Stored data:
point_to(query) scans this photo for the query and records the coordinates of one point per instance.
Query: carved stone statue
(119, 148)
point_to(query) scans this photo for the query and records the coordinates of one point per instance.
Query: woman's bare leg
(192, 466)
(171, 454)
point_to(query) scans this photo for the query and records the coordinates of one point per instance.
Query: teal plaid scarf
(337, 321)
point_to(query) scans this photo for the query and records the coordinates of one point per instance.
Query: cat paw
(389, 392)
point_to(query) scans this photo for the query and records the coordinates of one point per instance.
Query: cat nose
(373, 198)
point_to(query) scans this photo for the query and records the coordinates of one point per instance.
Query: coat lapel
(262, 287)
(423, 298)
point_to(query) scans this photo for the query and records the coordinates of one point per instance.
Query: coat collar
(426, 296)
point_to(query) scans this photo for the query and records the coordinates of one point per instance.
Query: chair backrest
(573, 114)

*WORK ITEM*. Set down the records again in full. Match them exactly.

*TASK SOLUTION*.
point_to(query) scans this photo for the query and records the coordinates of one point per instance.
Query: carved stone statue
(119, 148)
point_to(query) scans this photo for the query and records the coordinates of one point per instance.
Query: woman's bare leg
(192, 466)
(171, 454)
point_to(query) scans this photo for the query and records the coordinates of one point per instance.
Query: teal plaid scarf
(337, 321)
point_to(query) scans this photo for the query and records the coordinates of one point per instance.
Query: cat paw
(389, 392)
point_to(query) scans this photo for the query and records the coordinates of one point per instance.
Query: cat nose
(373, 198)
point_to(query) scans this photo for the query and records the coordinates of one point per instance.
Query: coat lapel
(262, 287)
(423, 298)
point_to(query) scans this photo for the query and records the coordinates of one point per instance.
Query: coat collar
(426, 296)
point_to(query) scans this photo for the query and records the coordinates of one point per instance.
Query: chair backrest
(573, 114)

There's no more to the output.